==== TRECHO DO TEXTO ====

O mito de Adão e Eva é o que infla o pulmão dos ultrarromânticos, grandes responsáveis (embora não únicos) pelo modelo de amor que se dirige à mulher. A constituição do mito permite-nos enxergar por que o mesmo tema, “amor”, muitas vezes através das mesmas narrativas (cânones da literatura, filmes, novelas televisivas) surte sobre a mulher e sobre o homem efeitos diferentes, orientando comportamentos opostos.

É fato que o mito propõe que ambos, homem e mulher, sejam incompletos, e profundamente infelizes em sua incompletude. Não se trata apenas de uma incompletude subjetiva, mas objetiva, quase visceral: a história insinua que é objetivamente impossível atingir um grau satisfatório de felicidade na solidão, quando não afirma que a felicidade encontrada na solidão é apenas ilusória. Para além disso, o mito de Adão e Eva, em seus desdobramentos, ressignifica a palavra “solidão” para um sentimento de desolamento, depressão e angústia, identificando a raiz dessa inquietude na falta do cônjuge. Dessa maneira, para homens e mulheres, a fonte da felicidade é o amor conjugal, de onde derivarão todas as outras alegrias; todas as alegrias são completas no amor conjugal apenas.

==== DADOS DE ORIGEM ====

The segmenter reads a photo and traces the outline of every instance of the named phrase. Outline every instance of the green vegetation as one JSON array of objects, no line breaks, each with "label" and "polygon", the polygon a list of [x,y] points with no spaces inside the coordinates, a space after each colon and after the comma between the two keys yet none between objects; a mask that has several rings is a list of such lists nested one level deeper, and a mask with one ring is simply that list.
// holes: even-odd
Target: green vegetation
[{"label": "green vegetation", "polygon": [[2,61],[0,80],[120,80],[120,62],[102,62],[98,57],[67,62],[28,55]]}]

====

(OBJETIVO): De acordo com o trecho sobre o mito de Adão e Eva, em que o mito identifica a raiz do desolamento, da depressão e da angústia ligados à palavra "solidão"?

(RESPOSTA DO EXERCÍCIO): Na falta do cônjuge.